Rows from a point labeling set
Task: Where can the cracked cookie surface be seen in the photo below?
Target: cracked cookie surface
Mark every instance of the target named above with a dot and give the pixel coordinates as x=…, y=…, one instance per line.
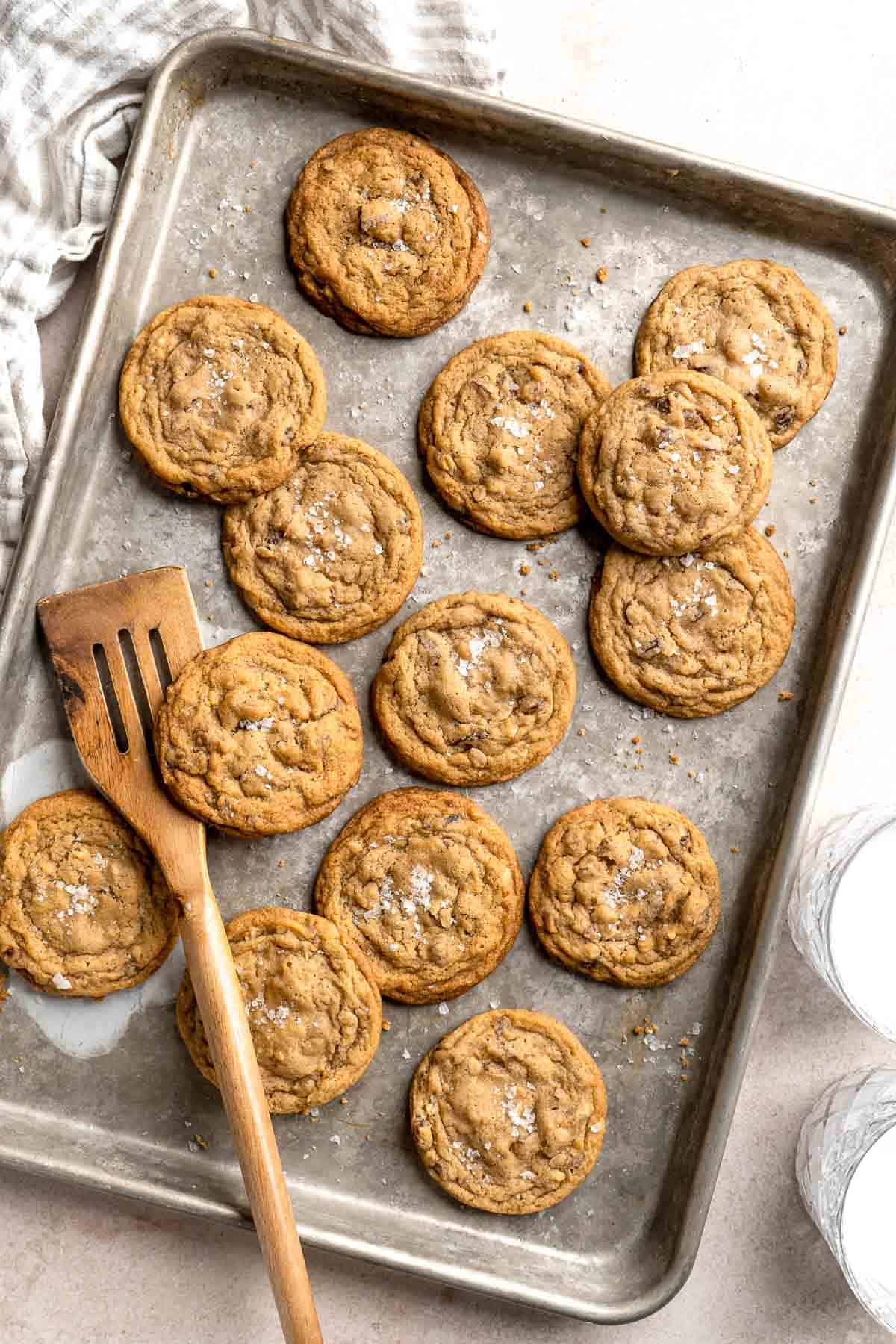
x=673, y=463
x=499, y=432
x=428, y=886
x=314, y=1012
x=388, y=234
x=625, y=890
x=335, y=550
x=84, y=906
x=220, y=396
x=508, y=1112
x=692, y=635
x=474, y=688
x=753, y=324
x=260, y=735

YOUR INSTRUCTIONS: Rewrite the rows above with every "cracked cookie surface" changed to "broken cookie crust" and everything else kept the same. Omit the pictures from your answer.

EXERCISE ANSWER:
Task: Where can the broken cookie crust be seen in the photo below?
Target: broken cookie crust
Mark every instance of the target named above with a dot and give the pixel coordinates as x=…, y=…, one instance per line.
x=673, y=463
x=499, y=432
x=428, y=886
x=314, y=1012
x=388, y=234
x=625, y=890
x=335, y=550
x=84, y=906
x=220, y=396
x=508, y=1112
x=692, y=635
x=474, y=688
x=753, y=324
x=260, y=735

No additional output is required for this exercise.